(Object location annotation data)

============================================================

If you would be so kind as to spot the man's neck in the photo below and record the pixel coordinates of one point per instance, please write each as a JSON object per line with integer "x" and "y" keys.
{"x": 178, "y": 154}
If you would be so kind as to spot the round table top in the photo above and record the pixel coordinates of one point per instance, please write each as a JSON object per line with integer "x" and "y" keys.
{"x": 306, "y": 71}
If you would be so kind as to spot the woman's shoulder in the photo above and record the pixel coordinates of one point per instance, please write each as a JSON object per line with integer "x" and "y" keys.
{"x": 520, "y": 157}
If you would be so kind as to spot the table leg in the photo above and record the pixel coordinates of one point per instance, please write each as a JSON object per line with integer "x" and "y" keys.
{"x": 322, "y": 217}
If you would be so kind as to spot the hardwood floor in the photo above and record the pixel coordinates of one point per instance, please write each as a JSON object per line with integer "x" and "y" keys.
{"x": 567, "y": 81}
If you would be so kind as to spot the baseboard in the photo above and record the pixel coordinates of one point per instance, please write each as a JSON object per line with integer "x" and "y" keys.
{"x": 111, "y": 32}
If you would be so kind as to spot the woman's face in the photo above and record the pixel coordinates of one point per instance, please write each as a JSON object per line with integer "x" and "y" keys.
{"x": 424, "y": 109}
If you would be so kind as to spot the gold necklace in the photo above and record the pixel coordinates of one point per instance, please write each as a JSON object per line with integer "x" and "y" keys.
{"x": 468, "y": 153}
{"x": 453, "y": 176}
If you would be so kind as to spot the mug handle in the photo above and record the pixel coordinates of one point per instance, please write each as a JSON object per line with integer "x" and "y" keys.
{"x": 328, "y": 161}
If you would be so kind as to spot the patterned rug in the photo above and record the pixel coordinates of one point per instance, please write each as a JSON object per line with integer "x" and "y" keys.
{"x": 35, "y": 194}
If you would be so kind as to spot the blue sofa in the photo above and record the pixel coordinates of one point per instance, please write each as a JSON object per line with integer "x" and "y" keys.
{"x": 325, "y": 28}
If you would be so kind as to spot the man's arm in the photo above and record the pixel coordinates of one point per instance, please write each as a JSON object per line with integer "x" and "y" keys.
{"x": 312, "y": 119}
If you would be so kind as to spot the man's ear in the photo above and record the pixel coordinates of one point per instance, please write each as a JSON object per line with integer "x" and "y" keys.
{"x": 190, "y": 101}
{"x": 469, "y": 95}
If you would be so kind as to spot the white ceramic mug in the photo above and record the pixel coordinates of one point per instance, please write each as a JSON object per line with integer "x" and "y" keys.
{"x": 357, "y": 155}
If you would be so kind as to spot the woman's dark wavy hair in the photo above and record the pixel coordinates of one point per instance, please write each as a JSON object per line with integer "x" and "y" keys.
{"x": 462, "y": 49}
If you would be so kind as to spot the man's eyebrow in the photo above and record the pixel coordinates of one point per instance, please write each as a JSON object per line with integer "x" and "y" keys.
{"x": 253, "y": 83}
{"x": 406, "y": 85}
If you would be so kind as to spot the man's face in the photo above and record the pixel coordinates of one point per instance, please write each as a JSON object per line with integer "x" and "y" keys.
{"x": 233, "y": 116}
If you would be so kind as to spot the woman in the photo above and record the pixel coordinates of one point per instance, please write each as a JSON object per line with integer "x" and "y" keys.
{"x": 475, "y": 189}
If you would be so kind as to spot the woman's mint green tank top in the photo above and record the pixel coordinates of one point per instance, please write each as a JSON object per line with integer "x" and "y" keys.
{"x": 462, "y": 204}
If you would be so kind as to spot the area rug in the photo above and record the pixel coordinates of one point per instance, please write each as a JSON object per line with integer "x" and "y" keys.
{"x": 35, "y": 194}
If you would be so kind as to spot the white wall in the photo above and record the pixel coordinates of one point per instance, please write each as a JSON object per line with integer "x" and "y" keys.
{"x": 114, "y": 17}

============================================================

Extract all of the material exactly as it is written.

If you would be so kind as to spot the man's neck in the photo below and record the pixel coordinates of one point per instance, please write each as a JSON object per line with integer "x" and "y" keys.
{"x": 178, "y": 154}
If you would be so kind as to spot the round table top in the photo above and record the pixel coordinates of one point per instance, please write each as a JSON object per line with integer "x" and "y" keys.
{"x": 306, "y": 71}
If you would be so kind as to spot the woman's shoulder in the photo above and record the pixel coordinates of one point per instance, please write each as a JSON object per line with integer "x" and "y" keys.
{"x": 520, "y": 157}
If you would be so kind as to spot the table leg in the photo above and record the pixel coordinates of one point per instance, please write each as a JSON object per line with integer "x" and "y" keys.
{"x": 322, "y": 217}
If you would be so kind as to spot the hardwood floor in the photo above and record the pixel coordinates of one point per instance, please write each as a JSON object per line with integer "x" and "y" keys.
{"x": 567, "y": 81}
If you would be so kind as to spot the baseboard in the photo above and record the pixel coordinates of one point per instance, please write each as a JSON object per line with integer "x" and "y" keys.
{"x": 111, "y": 32}
If you would be so kind as to spot the woman's face in the photo above and record the pixel coordinates of one point per instance, please write each as a JSON object per line with integer "x" and "y" keys.
{"x": 424, "y": 109}
If you would be so kind as to spot the gold necklace in the photo above and record the pixel coordinates of one point per instance, please write each as a JSON object per line with integer "x" and "y" keys.
{"x": 468, "y": 153}
{"x": 453, "y": 176}
If you would be so kind as to spot the mug handle in the photo above and record the pixel coordinates of one point per instance, please write each as a JSON object per line with integer "x" and "y" keys.
{"x": 328, "y": 161}
If you would be so kind as to spot the patterned rug in the photo above and record the pixel coordinates of one point per instance, please write each as a JSON object per line with integer "x" and "y" keys.
{"x": 35, "y": 194}
If you would be so kind as to spot the blue sofa in the photo above and record the pixel coordinates of one point per instance, please write each as a JSON object per line with integer "x" and "y" keys.
{"x": 325, "y": 28}
If you would be so kind as to spot the man's arm in the photo above and record the pixel coordinates of one point per instance, please write each as a JSON object per line with integer "x" and "y" keys.
{"x": 312, "y": 119}
If you would be so kind as to spot the man's ear in the photo above and record the pixel coordinates of one point per instance, please write each as a JSON object per line with integer "x" and "y" keys.
{"x": 190, "y": 101}
{"x": 469, "y": 95}
If you would be so kind as to spot the white ceramic mug in the photo above and record the pixel coordinates of one point per instance, please write each as a JSON object per line with integer "x" and "y" keys.
{"x": 357, "y": 155}
If you would be so kind as to spot the woman's dark wavy hair in the photo above and record the pixel coordinates of one point per instance, please write each as a JSON object per line with integer "x" and "y" keys.
{"x": 462, "y": 49}
If you would be so kind as to spot the man's eyebrow in the photo above and record the pixel coordinates of one point per instance, please write each as a JSON object per line with integer "x" and "y" keys.
{"x": 253, "y": 83}
{"x": 406, "y": 85}
If you would be so kind as to spot the man's face in the photo above and record the pixel coordinates of one point per instance, please write each as a JSON object per line with integer "x" and "y" keys.
{"x": 233, "y": 116}
If you would be so kind as to spot the woman in the photo above and record the pixel coordinates of one point per instance, please write each as a JSON object per line with integer "x" and "y" keys.
{"x": 475, "y": 189}
If you would be so kind as to spot the woman's mint green tank top in the photo above and record the pixel coordinates of one point per instance, please write each as a JSON object per line with integer "x" and "y" keys.
{"x": 462, "y": 204}
If you would be so kind as to spot the area rug in the photo above and record the pixel coordinates of one point per instance, please write each as a JSON object per line with integer "x" and "y" keys.
{"x": 35, "y": 194}
If you would be so kind as to spot the white wall in the photo above and record the pixel coordinates of one point per instance, please write each as a JSON object per line with integer "x" and "y" keys.
{"x": 114, "y": 17}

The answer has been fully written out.